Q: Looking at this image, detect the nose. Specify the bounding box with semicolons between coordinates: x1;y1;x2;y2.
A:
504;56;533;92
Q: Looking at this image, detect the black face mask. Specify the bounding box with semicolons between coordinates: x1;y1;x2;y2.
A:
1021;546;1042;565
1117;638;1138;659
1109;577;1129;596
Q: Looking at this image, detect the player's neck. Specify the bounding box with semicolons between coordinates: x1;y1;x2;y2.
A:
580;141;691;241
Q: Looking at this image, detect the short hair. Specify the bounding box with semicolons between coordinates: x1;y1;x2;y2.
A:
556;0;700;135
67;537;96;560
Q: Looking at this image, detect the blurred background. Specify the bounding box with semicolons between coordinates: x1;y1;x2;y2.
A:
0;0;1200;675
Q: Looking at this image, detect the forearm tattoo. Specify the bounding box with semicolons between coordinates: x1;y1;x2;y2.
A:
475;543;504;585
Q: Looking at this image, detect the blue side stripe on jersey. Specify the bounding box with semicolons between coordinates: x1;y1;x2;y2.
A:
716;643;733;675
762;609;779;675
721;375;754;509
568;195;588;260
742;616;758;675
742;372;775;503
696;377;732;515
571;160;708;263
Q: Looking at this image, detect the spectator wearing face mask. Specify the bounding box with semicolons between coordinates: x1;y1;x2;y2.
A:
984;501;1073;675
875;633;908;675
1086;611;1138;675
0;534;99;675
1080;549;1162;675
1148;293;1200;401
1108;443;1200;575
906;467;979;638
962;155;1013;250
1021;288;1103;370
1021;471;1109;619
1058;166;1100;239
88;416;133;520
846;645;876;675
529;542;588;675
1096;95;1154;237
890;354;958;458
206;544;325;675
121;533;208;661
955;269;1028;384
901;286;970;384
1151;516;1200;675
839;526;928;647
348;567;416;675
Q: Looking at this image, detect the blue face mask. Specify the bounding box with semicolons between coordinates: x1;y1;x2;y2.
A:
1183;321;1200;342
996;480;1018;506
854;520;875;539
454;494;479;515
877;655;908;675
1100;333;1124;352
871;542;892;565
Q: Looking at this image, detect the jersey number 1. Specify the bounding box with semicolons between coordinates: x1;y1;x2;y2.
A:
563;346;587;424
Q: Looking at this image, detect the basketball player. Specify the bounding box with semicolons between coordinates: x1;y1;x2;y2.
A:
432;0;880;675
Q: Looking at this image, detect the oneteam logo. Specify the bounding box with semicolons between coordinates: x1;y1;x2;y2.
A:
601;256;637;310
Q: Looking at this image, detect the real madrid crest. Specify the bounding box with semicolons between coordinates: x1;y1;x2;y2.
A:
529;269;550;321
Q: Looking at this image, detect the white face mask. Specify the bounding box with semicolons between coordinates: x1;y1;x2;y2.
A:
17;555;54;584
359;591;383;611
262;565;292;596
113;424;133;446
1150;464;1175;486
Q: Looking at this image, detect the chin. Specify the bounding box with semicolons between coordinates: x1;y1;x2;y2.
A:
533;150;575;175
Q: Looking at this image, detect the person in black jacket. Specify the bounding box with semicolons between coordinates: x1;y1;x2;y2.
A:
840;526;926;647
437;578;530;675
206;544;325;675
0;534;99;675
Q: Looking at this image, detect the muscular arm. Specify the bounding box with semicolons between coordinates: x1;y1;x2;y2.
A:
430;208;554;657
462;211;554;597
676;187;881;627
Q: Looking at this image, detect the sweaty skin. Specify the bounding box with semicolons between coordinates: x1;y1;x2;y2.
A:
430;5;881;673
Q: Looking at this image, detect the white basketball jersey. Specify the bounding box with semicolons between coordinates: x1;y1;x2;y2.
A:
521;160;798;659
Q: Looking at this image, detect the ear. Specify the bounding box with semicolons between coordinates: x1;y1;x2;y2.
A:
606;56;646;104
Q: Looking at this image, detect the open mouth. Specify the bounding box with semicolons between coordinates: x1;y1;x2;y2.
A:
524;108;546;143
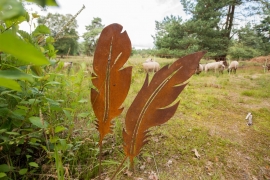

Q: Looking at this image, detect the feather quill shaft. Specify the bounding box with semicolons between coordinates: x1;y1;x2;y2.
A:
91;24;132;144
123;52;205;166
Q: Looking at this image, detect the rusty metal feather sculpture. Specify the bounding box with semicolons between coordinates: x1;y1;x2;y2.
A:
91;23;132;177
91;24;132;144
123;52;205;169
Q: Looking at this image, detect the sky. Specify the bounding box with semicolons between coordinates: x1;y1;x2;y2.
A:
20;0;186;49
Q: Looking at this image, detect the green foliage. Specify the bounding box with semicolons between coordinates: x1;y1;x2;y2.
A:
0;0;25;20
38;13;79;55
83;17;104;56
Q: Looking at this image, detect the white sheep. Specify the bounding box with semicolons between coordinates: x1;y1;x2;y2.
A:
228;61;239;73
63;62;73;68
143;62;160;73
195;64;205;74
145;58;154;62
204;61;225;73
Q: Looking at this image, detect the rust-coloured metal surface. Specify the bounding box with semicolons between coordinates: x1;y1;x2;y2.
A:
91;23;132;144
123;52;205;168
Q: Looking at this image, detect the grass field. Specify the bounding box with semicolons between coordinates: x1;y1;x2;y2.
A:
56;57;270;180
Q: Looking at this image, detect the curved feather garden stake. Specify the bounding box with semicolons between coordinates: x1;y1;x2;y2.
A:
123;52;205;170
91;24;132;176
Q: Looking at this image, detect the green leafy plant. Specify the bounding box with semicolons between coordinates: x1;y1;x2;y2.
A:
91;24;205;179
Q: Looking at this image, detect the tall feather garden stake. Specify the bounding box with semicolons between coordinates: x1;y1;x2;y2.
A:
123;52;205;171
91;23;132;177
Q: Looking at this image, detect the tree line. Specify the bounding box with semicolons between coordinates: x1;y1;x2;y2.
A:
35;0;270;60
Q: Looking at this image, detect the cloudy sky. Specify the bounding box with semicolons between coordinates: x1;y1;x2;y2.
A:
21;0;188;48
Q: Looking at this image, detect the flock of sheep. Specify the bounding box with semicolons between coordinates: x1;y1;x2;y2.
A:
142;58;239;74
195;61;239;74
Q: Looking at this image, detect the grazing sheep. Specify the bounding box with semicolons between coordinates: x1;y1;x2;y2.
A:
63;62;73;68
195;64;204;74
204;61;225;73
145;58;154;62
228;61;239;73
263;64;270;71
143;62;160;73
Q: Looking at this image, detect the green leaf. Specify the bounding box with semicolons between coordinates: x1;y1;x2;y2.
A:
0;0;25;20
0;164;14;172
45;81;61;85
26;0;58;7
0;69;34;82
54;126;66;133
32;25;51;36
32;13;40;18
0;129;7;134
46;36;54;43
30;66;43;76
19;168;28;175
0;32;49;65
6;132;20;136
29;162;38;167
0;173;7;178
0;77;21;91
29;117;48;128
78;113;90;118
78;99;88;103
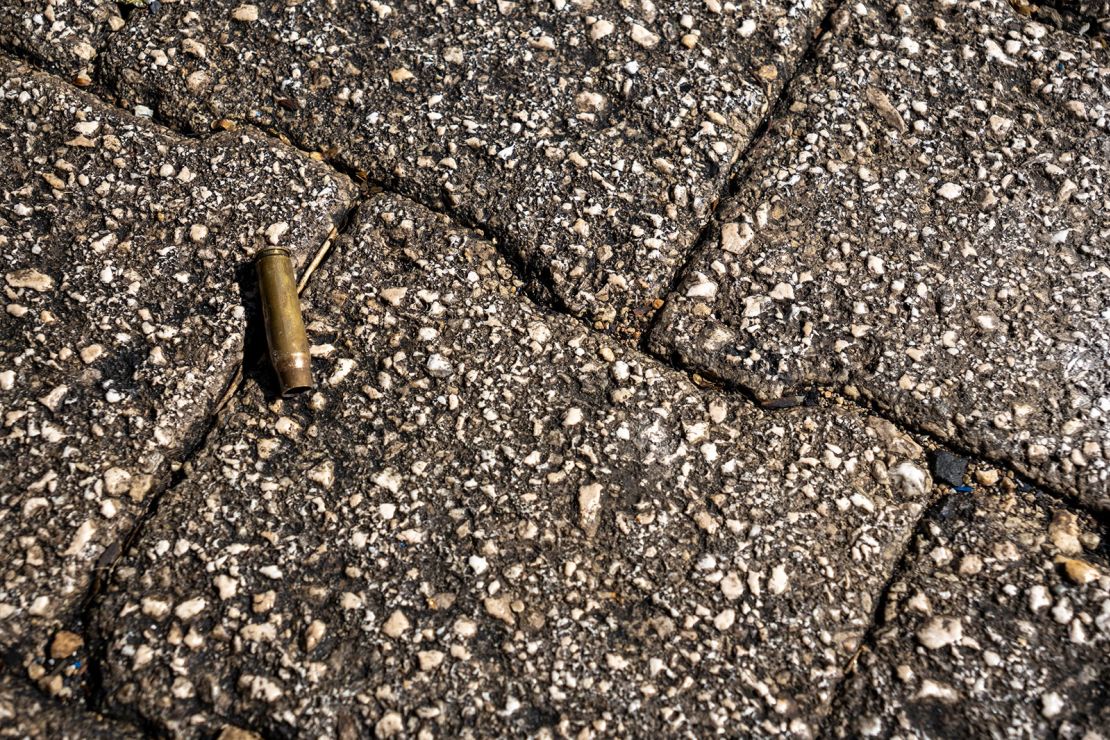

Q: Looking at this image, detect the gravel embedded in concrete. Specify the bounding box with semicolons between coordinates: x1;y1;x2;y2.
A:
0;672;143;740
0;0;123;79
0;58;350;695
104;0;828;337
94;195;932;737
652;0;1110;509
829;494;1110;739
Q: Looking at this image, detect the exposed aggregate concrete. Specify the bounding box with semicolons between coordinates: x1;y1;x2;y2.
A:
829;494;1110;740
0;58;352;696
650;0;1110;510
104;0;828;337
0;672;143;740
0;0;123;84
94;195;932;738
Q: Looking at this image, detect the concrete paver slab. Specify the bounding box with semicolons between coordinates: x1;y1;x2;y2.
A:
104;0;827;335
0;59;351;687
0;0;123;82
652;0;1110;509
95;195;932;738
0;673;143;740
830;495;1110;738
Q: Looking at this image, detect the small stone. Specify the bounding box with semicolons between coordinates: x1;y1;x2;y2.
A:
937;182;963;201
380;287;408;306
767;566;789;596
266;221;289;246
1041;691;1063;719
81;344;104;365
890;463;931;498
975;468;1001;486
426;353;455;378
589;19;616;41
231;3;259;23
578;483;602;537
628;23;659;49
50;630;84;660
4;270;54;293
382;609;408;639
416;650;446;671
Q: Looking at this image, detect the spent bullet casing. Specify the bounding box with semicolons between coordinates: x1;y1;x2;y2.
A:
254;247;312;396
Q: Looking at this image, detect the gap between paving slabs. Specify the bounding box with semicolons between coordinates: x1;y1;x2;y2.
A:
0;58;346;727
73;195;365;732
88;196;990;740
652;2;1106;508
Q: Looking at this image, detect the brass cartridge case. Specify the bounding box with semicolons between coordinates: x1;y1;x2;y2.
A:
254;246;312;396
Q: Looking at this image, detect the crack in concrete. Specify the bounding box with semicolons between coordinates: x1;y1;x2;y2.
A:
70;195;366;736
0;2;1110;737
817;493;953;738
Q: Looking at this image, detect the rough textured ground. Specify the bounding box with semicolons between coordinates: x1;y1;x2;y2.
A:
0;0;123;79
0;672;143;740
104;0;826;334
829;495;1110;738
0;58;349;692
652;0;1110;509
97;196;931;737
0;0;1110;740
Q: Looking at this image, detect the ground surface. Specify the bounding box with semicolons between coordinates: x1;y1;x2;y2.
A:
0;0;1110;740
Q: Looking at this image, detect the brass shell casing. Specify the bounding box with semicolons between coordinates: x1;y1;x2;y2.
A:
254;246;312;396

===============

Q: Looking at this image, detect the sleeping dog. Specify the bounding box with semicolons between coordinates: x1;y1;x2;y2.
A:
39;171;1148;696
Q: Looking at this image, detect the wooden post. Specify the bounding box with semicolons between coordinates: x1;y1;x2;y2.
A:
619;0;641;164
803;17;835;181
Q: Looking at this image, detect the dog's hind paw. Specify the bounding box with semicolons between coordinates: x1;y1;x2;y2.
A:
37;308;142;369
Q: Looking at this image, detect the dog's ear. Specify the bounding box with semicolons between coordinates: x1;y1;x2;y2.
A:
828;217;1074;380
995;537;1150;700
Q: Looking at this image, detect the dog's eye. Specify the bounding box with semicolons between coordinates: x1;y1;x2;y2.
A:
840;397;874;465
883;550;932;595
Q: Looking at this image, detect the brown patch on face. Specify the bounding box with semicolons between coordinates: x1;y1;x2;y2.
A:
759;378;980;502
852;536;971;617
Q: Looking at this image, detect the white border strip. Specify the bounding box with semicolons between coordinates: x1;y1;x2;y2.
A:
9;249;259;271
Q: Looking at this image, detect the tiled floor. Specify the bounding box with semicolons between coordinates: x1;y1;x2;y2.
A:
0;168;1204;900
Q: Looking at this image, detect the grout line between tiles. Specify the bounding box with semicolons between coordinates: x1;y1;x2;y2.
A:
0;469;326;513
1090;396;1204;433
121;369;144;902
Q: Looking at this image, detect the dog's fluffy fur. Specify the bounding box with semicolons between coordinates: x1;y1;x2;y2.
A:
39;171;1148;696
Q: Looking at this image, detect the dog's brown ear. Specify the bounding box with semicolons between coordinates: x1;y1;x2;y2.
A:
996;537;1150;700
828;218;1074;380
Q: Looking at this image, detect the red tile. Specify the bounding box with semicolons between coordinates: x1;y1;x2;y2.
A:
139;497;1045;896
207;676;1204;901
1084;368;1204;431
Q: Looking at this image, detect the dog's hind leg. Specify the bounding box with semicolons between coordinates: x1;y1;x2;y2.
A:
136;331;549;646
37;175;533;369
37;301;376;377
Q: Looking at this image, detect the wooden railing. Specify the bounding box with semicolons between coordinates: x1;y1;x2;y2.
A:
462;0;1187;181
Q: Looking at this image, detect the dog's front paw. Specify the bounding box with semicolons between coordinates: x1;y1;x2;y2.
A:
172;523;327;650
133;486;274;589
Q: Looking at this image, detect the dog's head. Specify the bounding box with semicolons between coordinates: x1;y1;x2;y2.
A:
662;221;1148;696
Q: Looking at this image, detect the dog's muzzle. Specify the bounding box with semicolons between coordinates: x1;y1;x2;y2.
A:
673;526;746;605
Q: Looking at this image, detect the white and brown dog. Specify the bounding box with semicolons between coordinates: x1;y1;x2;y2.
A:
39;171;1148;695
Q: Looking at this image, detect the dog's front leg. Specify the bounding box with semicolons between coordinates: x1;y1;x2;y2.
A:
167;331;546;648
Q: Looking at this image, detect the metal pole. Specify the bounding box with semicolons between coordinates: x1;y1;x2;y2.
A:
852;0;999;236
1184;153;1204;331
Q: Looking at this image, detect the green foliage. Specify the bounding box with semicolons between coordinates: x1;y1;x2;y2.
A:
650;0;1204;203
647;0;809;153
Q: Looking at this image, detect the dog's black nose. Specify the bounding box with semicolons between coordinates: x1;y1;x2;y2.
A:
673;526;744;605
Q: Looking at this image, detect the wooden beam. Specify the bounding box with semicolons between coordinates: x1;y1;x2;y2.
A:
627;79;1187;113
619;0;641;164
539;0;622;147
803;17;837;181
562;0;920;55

===============

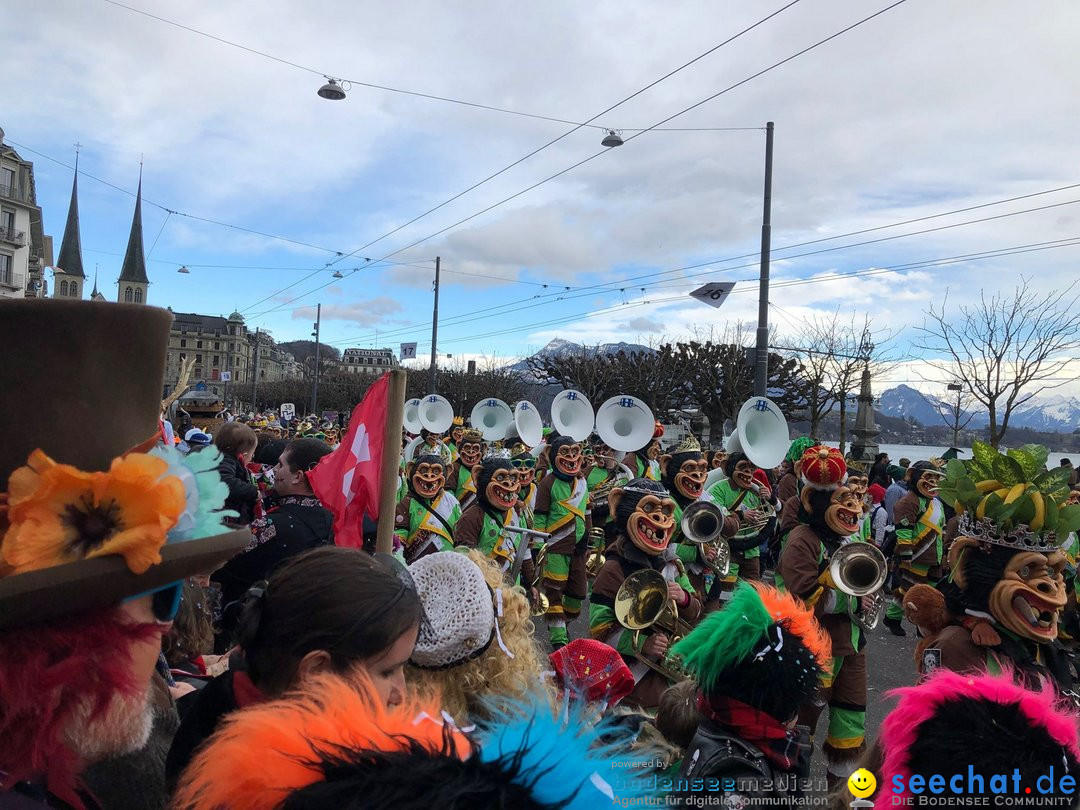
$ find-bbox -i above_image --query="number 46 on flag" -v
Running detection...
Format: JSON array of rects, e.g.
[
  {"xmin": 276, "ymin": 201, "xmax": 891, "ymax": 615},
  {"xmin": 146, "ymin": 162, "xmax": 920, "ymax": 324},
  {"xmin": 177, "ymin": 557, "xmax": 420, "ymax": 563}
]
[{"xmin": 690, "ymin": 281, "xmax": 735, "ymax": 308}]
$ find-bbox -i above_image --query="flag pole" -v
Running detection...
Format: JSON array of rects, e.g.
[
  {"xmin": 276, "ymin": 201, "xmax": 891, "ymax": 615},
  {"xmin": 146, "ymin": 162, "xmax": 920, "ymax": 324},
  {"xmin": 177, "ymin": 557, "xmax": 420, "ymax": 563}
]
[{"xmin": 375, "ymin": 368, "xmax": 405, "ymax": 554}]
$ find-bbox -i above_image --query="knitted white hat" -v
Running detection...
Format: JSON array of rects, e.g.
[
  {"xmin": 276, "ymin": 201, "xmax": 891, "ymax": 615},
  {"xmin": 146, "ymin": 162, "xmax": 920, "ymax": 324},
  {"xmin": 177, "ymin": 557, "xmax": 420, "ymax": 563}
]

===============

→ Descrição da tarefa
Liste todas as linhas do material acima em que aparece a palavra "concrete", levando em conta a diferença entre maiúsculas e minúsculas.

→ Solução do exercício
Q: Looking at this image, detect the gravel embedded in concrete. Specify the bounding box with semicolons between coordinates: x1;y1;x2;y2.
Q: Looking at this image, detect the exposed aggregate concrete. Specify the bounding box with semicolons between coordinates: x1;y1;x2;y2.
Q: Looking at this image, detect the concrete paver slab. Specify the bounding box with semicolons between coordinates: x1;y1;x2;y2.
Q: Looking at this image, detect the crack in concrete. Specify the bounding box with semicolons between coordinates: x1;y1;x2;y2.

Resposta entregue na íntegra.